**EXCERPT PROVIDED**:
|---|

Postgresql – SQL beginner trying to calculate total time in minutes; need help with WHERE syntax error

postgresql

I'm trying to calculate the total minutes employees were on a system.
The data, stored as 'Action' looks something like below. Note that employees log on and off multiple times a day.

INSERT INTO Activity (empid, action, log_date) VALUES
('a1', 'ON', '2019-01-01T07:00:00.000Z'),
('a1', 'OFF', '2019-01-01T07:30:00.000Z'),
('a1', 'ON', '2019-01-01T08:30:00.000Z'),
('a1', 'OFF', '2019-01-01T11:30:00.000Z'),
('a1', 'ON', '2019-01-01T12:30:00.000Z'),
('a1', 'OFF', '2019-01-01T12:45:00.000Z'),
('a2', 'ON', '2019-01-01T08:45:00.000Z'),
('a2', 'OFF', '2019-01-01T09:15:00.000Z'),
('a2', 'ON', '2019-01-01T10:00:00.000Z'),
('a2', 'OFF', '2019-01-01T11:45:00.000Z');

Below is the SQL query code that I have been working on so far, but it's returning 'Query Error: error: syntax error at or near "WHERE"'.

SELECT e.empid, CAST(e.log_date AS DATE) AS date,
SUM(DATEPART(MINUTE, CAST(e.log_date - s.log_date AS TIME))) AS work_minutes
FROM (SELECT empid, log_date
      FROM Activity
      WHERE action = 'ON') AS s
JOIN (SELECT empid
      FROM Activity
      WHERE action = 'OFF') AS e
ON e.empid = s.empid
WHERE e.log_date = (SELECT log_date
                    FROM Activity
                    LIMIT 1
                    WHERE empid = e.empid
                    AND log_date > s.log_date)
GROUP BY e.empid, CAST(e.log_date AS DATE);

What seems to be the problem? I want the query result to look something like this:

|---------------------|------------------|------------------------|
|         empid       |        date      |      work_minutes      | 
|---------------------|------------------|------------------------|
|          a1         |    2019-01-01    |        100 minutes     |
|---------------------|------------------|------------------------|
|          b2         |    2019-01-01    |        150 minutes     |
|---------------------|------------------|------------------------|

(work_minutes values above are random)

|---|

**EXERCISE 1**: In the PostgreSQL question, why shouldn't the work_minutes figures in the desired result table be read as real totals? Answer in one to three sentences.

|---|

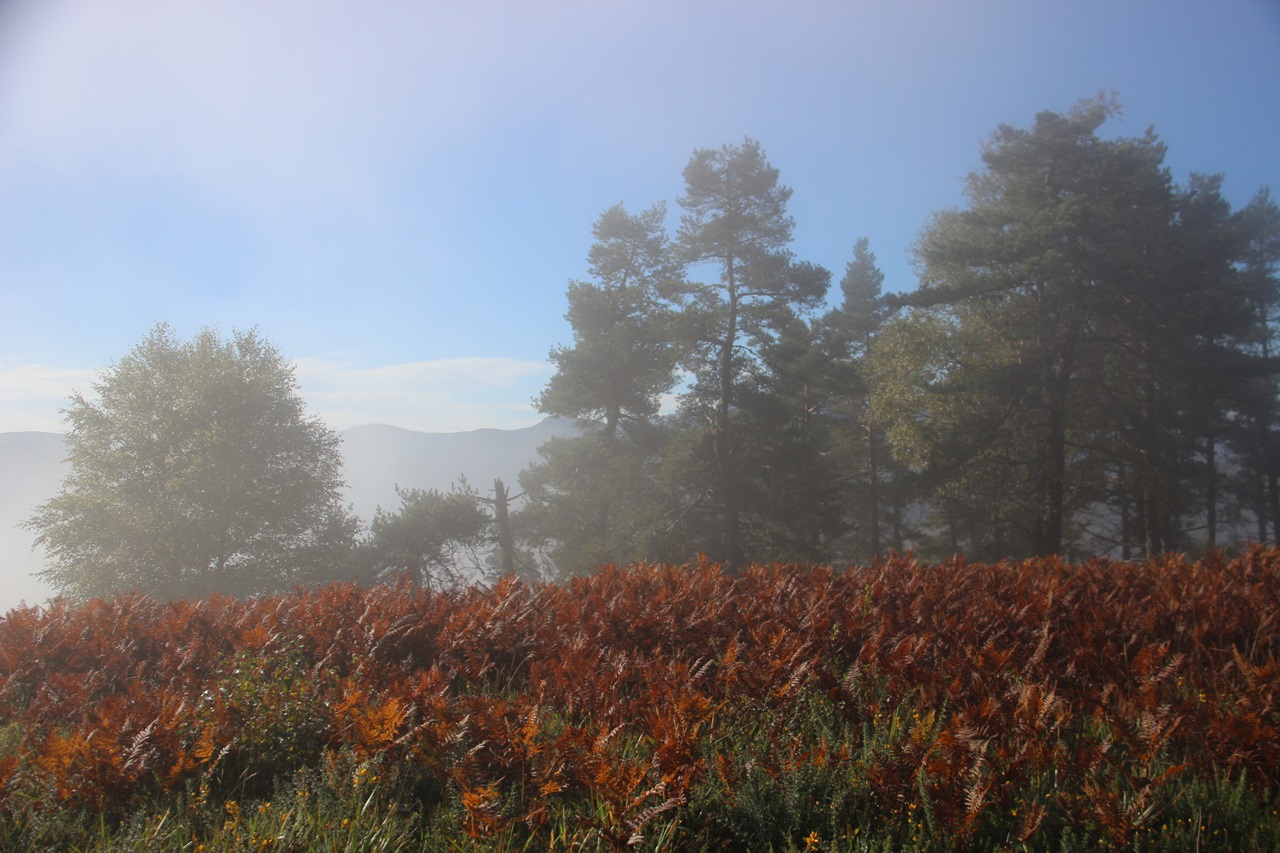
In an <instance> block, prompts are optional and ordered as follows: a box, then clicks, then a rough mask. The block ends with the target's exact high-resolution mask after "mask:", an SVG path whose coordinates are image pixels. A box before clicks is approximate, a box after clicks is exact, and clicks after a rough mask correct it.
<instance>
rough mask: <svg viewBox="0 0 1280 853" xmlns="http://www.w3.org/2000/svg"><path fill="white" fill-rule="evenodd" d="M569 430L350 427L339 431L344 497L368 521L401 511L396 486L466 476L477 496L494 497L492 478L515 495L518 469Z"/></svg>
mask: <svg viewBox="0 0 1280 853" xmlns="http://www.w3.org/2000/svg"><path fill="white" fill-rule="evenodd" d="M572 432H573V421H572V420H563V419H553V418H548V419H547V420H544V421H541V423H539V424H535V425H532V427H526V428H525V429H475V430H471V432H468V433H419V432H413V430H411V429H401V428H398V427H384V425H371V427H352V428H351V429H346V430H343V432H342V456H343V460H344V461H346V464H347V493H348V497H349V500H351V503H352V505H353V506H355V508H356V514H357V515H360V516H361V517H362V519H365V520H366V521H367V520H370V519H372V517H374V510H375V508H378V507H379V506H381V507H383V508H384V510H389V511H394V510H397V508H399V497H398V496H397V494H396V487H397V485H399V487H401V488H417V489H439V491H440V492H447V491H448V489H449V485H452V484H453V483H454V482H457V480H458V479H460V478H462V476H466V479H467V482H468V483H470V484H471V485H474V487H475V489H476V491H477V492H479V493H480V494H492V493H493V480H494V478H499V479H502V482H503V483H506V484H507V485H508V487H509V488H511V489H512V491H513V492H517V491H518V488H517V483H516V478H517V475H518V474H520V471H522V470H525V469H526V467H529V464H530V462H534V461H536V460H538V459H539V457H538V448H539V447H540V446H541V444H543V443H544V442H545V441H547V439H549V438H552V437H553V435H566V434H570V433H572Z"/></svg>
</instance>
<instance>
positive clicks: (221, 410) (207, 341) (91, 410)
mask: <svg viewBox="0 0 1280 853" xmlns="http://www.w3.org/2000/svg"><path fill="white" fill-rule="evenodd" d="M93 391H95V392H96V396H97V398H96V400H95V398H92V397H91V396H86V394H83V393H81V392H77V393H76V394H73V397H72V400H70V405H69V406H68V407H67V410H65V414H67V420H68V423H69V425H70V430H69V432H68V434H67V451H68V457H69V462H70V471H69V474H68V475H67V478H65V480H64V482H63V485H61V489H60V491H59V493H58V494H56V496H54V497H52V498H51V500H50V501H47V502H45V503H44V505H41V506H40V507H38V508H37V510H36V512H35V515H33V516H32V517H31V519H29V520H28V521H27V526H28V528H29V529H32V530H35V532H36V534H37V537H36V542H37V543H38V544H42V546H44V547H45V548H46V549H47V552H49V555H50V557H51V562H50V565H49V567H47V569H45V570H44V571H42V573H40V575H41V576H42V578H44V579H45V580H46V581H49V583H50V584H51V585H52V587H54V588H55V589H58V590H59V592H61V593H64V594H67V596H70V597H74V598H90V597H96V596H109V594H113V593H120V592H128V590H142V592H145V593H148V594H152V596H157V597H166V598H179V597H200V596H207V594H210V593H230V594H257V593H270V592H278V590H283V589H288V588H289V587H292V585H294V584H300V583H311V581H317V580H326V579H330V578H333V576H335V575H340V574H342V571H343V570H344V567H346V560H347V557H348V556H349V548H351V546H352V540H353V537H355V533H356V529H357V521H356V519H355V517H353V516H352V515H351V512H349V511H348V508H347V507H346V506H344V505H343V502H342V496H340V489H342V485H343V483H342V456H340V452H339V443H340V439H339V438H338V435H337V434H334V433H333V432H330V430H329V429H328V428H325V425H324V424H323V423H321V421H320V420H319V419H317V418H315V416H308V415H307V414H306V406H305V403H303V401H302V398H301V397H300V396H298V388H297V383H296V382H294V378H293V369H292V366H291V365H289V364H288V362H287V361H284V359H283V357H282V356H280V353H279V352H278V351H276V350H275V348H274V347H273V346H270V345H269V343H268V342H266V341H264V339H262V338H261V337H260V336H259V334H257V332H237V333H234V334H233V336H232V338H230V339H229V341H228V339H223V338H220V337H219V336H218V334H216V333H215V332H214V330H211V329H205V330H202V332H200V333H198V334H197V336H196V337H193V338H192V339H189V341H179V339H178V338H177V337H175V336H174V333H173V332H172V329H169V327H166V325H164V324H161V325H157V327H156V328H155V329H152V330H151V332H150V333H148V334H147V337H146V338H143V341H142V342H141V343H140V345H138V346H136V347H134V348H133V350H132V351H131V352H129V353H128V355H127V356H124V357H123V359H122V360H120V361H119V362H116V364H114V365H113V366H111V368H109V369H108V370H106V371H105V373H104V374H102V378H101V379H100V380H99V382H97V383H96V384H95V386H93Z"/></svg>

|---|

**EXERCISE 2**: In the records, swap "positive" for "negative" in the lines starting with the line that contains "</instance>" and going on through the line that contains "positive clicks: (221, 410)", leaving everything else unchanged, and give back only those lines.

**WORKED SOLUTION 1**: The question says that the work_minutes values in that table are random. The 100 and 150 minutes only show what the result should look like. They are not totals calculated from the sample rows.

**WORKED SOLUTION 2**:
</instance>
<instance>
negative clicks: (221, 410) (207, 341) (91, 410)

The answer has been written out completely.